**所给短文**:

- - -

Q-Learning强化学习算法在迷宫寻路中的应用
引言
强化学习是机器学习的一个重要分支,其核心理念是通过与环境的交互来学习最优策略。在上三篇文章中,《Python实战进阶》No37: 强化学习入门:Q-Learning 与 DQN-加餐版1 Q-Learning算法可视化 https://editor.csdn.net/md/?articleId=146573878 这篇文章特意专门写了一个算法可视化,仔细推敲后觉得不够清晰,本篇文章将升级可视化代码,让大家可以非常过瘾的看一个Q-Learning算法可视化过程,可以说是有史以来几乎最有趣的一个Q-Learning可视化算法案例,把算法原理和过程完全可视化实现,并且输出所有算法过程到日志文件中,值得一看。
以下部分详细介绍一种新的基于Q-Learning算法的迷宫寻路实现,该项目不仅展示了强化学习的基本原理,还通过可视化展示了学习过程,使算法的运作过程更加直观。
文章末尾有完整代码、运行输出截图、算法过程Log日志和配置环境说明。

- - -

**给定记录**:
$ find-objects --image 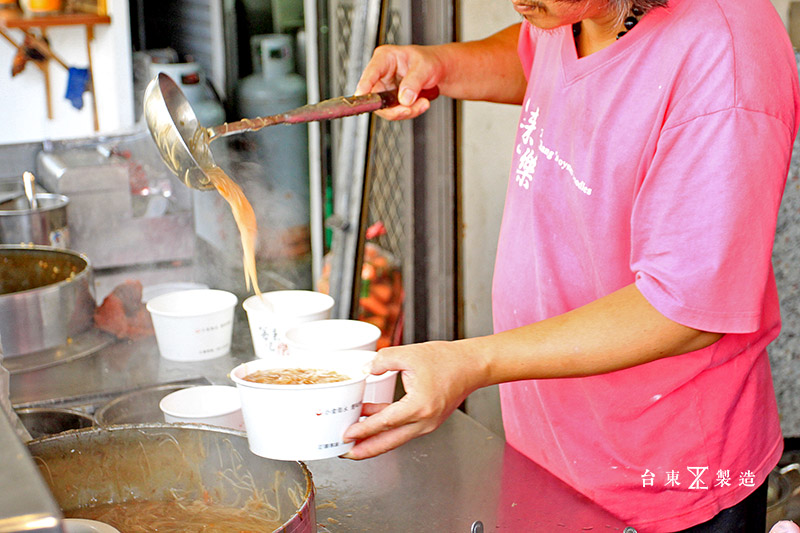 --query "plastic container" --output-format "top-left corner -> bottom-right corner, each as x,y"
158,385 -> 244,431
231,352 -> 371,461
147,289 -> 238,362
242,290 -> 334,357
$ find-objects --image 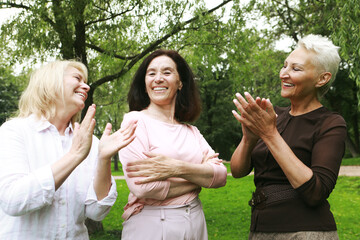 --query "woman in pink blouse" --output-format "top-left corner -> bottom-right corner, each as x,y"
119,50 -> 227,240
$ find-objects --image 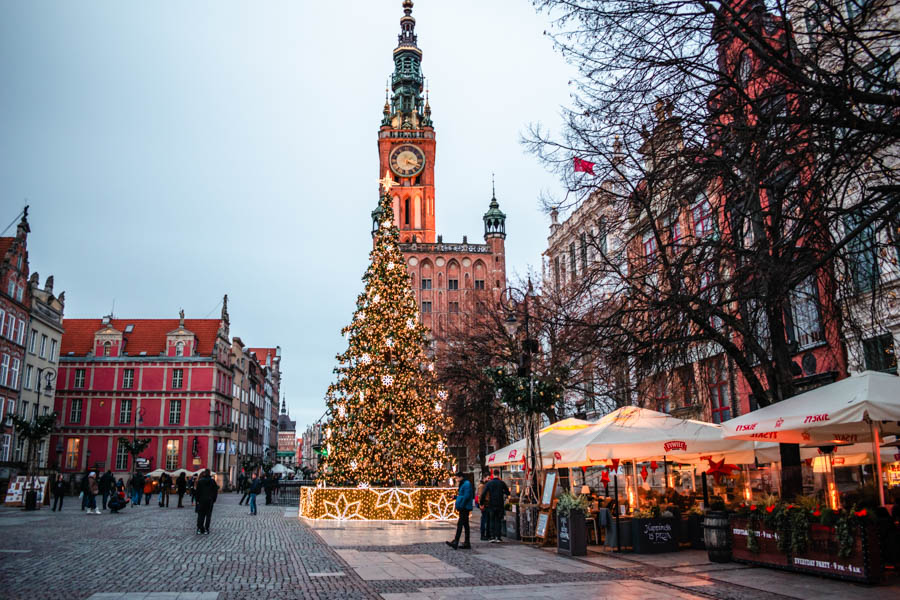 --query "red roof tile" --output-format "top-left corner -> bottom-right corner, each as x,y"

- - -

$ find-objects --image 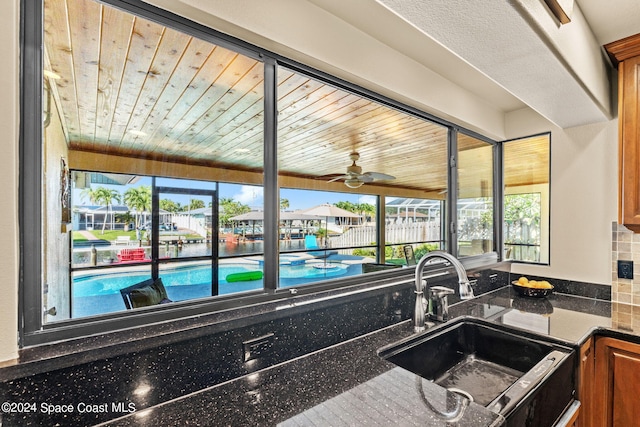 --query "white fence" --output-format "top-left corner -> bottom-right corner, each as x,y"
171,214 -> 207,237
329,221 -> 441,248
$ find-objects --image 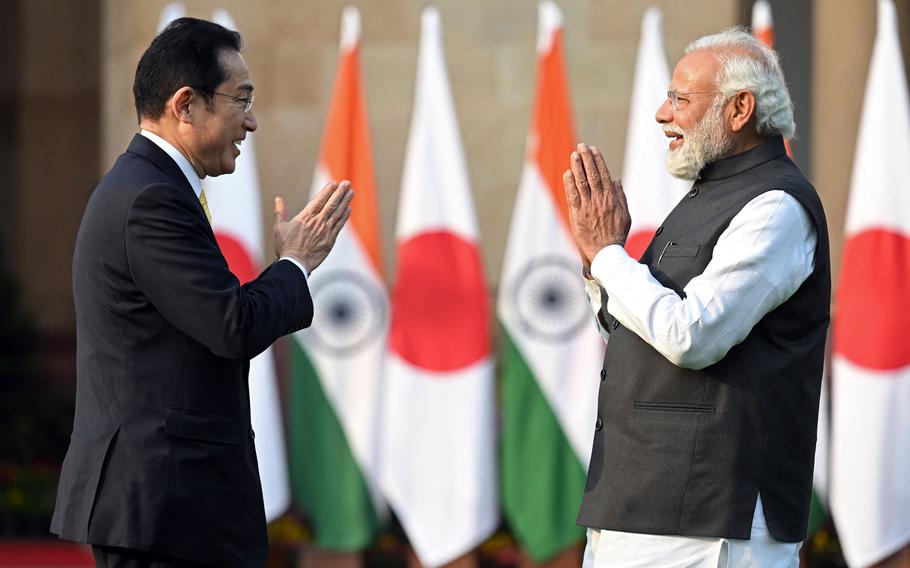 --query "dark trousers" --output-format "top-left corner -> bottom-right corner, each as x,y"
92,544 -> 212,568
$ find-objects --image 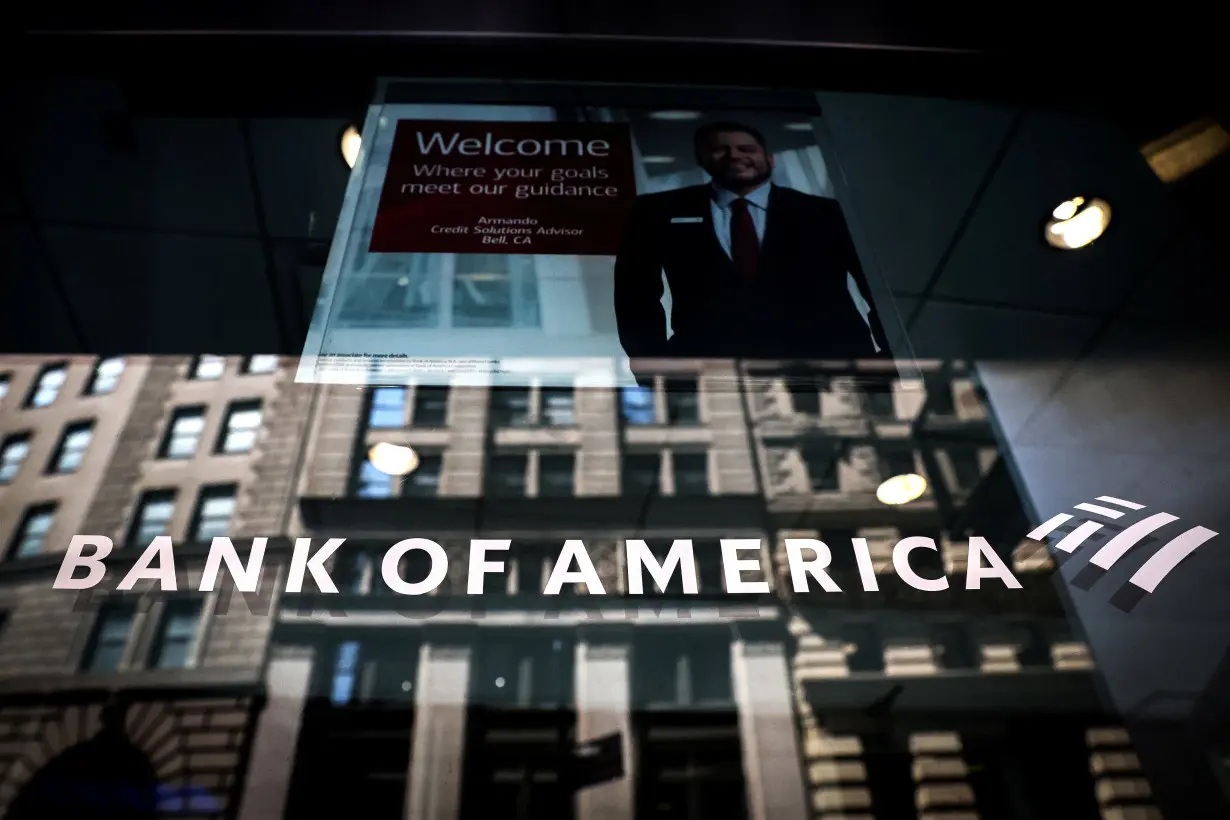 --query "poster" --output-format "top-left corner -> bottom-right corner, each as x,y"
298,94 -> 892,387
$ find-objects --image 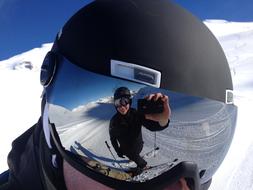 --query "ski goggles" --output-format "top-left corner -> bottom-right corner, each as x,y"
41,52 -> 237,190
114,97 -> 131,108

- - -

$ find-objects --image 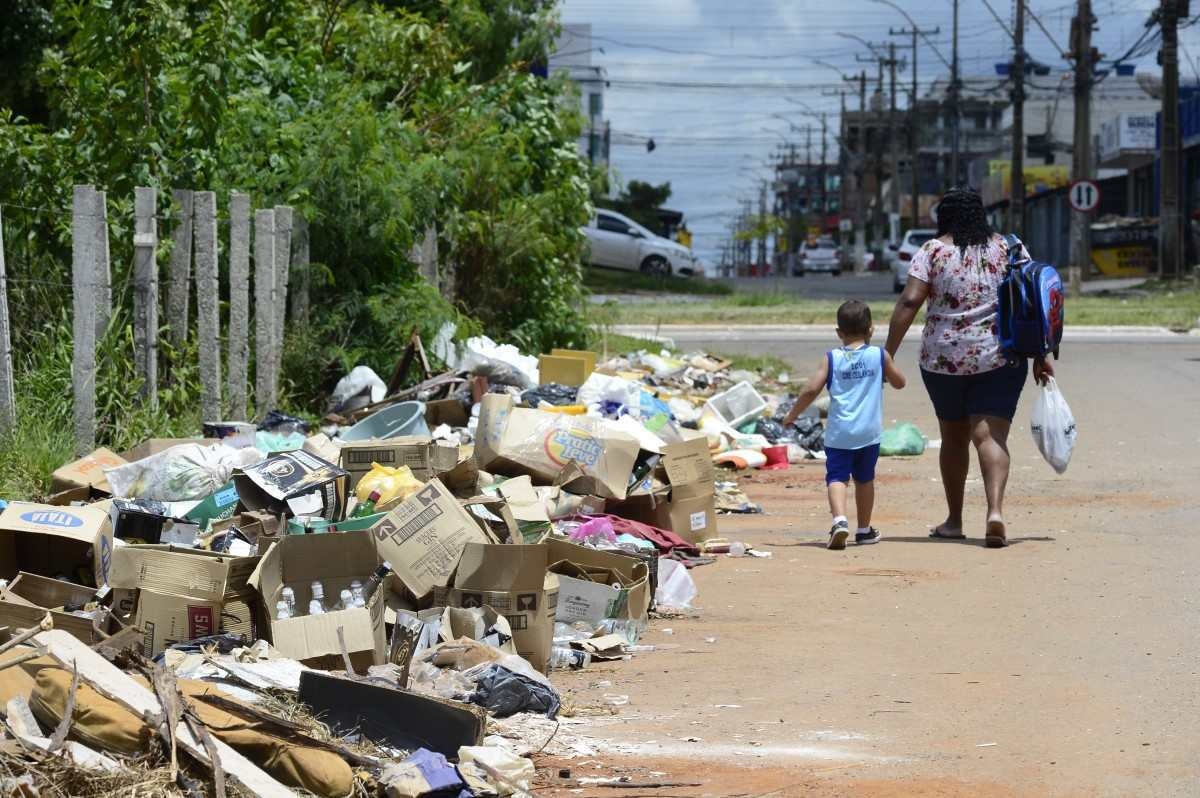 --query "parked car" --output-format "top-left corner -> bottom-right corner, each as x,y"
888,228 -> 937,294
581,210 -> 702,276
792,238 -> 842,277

- - -

**待做练习**:
[A] 照抄短文中从“Q-Learning强化学习算法在迷宫寻路中的应用”起、一直到“文章末尾有完整代码、运行输出截图、算法过程Log日志和配置环境说明。”为止的全部文字。
[B] 根据短文回答：
(i) 强化学习的核心理念是什么？
(ii) 新的可视化会把所有算法过程输出到哪里？
(iii) 文章末尾提供了哪些内容？
这些记录在这里用不上。

**各题答案**:
[A]
Q-Learning强化学习算法在迷宫寻路中的应用
引言
强化学习是机器学习的一个重要分支,其核心理念是通过与环境的交互来学习最优策略。在上三篇文章中,《Python实战进阶》No37: 强化学习入门:Q-Learning 与 DQN-加餐版1 Q-Learning算法可视化 https://editor.csdn.net/md/?articleId=146573878 这篇文章特意专门写了一个算法可视化,仔细推敲后觉得不够清晰,本篇文章将升级可视化代码,让大家可以非常过瘾的看一个Q-Learning算法可视化过程,可以说是有史以来几乎最有趣的一个Q-Learning可视化算法案例,把算法原理和过程完全可视化实现,并且输出所有算法过程到日志文件中,值得一看。
以下部分详细介绍一种新的基于Q-Learning算法的迷宫寻路实现,该项目不仅展示了强化学习的基本原理,还通过可视化展示了学习过程,使算法的运作过程更加直观。
文章末尾有完整代码、运行输出截图、算法过程Log日志和配置环境说明。

[B]
(i) 通过与环境的交互来学习最优策略。
(ii) 日志文件中。
(iii) 完整代码、运行输出截图、算法过程Log日志和配置环境说明。